Sommaire
IUn mythe et une tragédieALe mytheBLa tragédie grecqueCLa tragédie pasolinienneIILa quête de la véritéALa recherche de la véritéBLe personnage de TirésiasCLe personnage de JocasteIIILe poids de la fatalitéALa libertéBLa culpabilitéUn mythe et une tragédie
Le mythe
Selon le mythe, Œdipe est maudit à cause de son père. C'est toute la lignée des Labdacides qui subit une véritable malédiction. Eschyle évoque le fait que Laïos désire éperdument avoir un fils bien qu'Apollon lui ait interdit d'en avoir. Bravant l'ordre divin, il engendre tout de même un fils. La malédiction s'étend alors sur trois générations car le dieu a prononcé son interdiction à trois reprises. Laïos, en mourant de la main même de son fils, incarne la première génération. Œdipe est la deuxième génération. Ses fils Polynice et Étéocle, s'entretuant pour le pouvoir, et ses filles Ismène et Antigone représentent la troisième génération.
La temporalité du mythe semble infinie et dépasse de beaucoup une vie humaine. Ce mythe prend en effet racines dans la fondation de la ville de Thèbes d'où proviennent les ancêtres des Labdacides. Ainsi la temporalité joue un rôle important dans la tragédie car elle n'est pas linéaire. Le personnage ne se dirige pas de façon chronologique vers la fin de son histoire. À un moment donné, toute son histoire va basculer et il va revivre certains événements à la lumière de ses découvertes.
C'est sur ce mythe que Freud a travaillé afin de théoriser ce qu'il nommera "le complexe d'Œdipe" chez le garçon. Selon le psychanalyste, tout individu est soumis dès sa naissance à une force vitale, une pulsion nommée libido qui n'est autre qu'un désir de l'Autre. Chez les jeunes enfants, l'Autre est incarné par ses parents avant qu'il ne s'ouvre plus tard à découvrir d'autres figures de substitution. C'est pourquoi le jeune garçon est attiré par sa mère et ressent le besoin de prendre la place du père.
Chez Pasolini, la dimension psychanalytique est perceptible tout au long du film. Elle est mise en valeur dès le prologue où la mère donne le sein à son fils alors que le père lui pince le pied tout en regardant d'un air mauvais celui dont il sait qu'il va prendre sa place.
Les parents adoptifs d'Œdipe sont Mérope et Polybe, les souverains de Corinthe.

__À faire__.
(1) Recopiez le passage du texte sur le mythe d'Œdipe depuis « Chez Pasolini, la » jusqu'à « prendre sa place. » inclus.
(2) D'après le texte sur le mythe d'Œdipe, qui sont les parents adoptifs d'Œdipe ?
(3) Poursuivez le texte sur le mythe d'Œdipe après sa dernière phrase.

__Données__.
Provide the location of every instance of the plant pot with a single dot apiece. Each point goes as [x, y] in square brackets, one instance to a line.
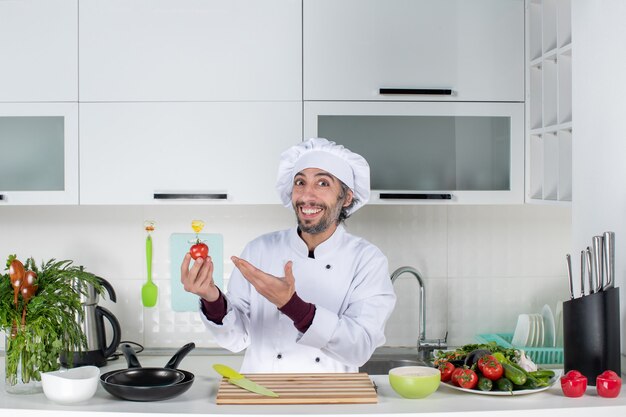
[22, 365]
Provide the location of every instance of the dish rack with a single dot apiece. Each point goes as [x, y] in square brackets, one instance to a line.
[539, 355]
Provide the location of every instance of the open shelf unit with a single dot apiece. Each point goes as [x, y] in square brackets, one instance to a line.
[549, 101]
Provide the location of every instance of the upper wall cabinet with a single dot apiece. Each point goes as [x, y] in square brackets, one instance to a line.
[190, 50]
[165, 153]
[414, 50]
[38, 50]
[39, 157]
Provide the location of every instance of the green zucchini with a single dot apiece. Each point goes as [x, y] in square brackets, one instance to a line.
[484, 384]
[515, 375]
[542, 373]
[503, 384]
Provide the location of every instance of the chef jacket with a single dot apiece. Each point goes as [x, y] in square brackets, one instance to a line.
[348, 281]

__Réponses__.
(1)
Chez Pasolini, la dimension psychanalytique est perceptible tout au long du film. Elle est mise en valeur dès le prologue où la mère donne le sein à son fils alors que le père lui pince le pied tout en regardant d'un air mauvais celui dont il sait qu'il va prendre sa place.

(2) Mérope et Polybe, les souverains de Corinthe.

(3)
La tragédie grecque
Dans la tragédie grecque de Sophocle, l'action est resserrée autour du personnage d'Œdipe et de l'enquête menée. Les éléments découverts et les actions vont s'enchaîner de manière logique afin de mettre au jour la vérité. Ce sont donc des liens de cause à effet qui sont établis et qui permettent de faire progresser l'action.
Le temps semble condensé car contrairement au mythe, la pièce doit avoir un début et une fin. Sophocle place son personnage à un moment de sa vie où il est à son paroxysme. Il est puissant, aimé de tous ses sujets, de sa femme, il a quatre enfants et cela pourrait continuer encore longtemps.
La peste est l'élément déclencheur qui introduit l'enquête portant sur le meurtre de Laïos. Ce crime lointain impressionne moins les spectateurs que l'inceste, car Jocaste est présente sur scène. L'inceste paraît moins abstrait que le parricide, d'autant plus qu'Antigone et Ismène (les filles d'Œdipe et Jocaste) font leur apparition à la fin de la pièce. La tension dramatique monte progressivement tout au long de la tragédie jusqu'aux scènes finales qui racontent la pendaison et l'énucléation. Le nœud dramatique se dénoue rapidement, tout cela se passe en seulement quelques heures, comme l'avait annoncé Tirésias.
Ce jour te fera naître et mourir à la fois.
Sophocle
Œdipe roi
Ve siècle av. J.-C.
Cette tragédie propose une réflexion philosophique sur le bonheur, le pouvoir et le savoir. En effet, tant qu'Œdipe ne sait pas, il est heureux et peut légitimement exercer le pouvoir qui lui a été confié par les Thébains. Paradoxalement, plus il approche de la vérité, cherchant à savoir qui il est, plus il se perd. Cela est notamment mis en avant par les scènes d'agôn entre Tirésias et Œdipe. Il cherche aveuglément la vérité mais refuse de l'entendre lorsque celle-ci lui est dévoilée. En découvrant la vérité, il perd sa femme, sa famille et le pouvoir qui lui avait été confié comme si ces trois éléments étaient irréconciliables.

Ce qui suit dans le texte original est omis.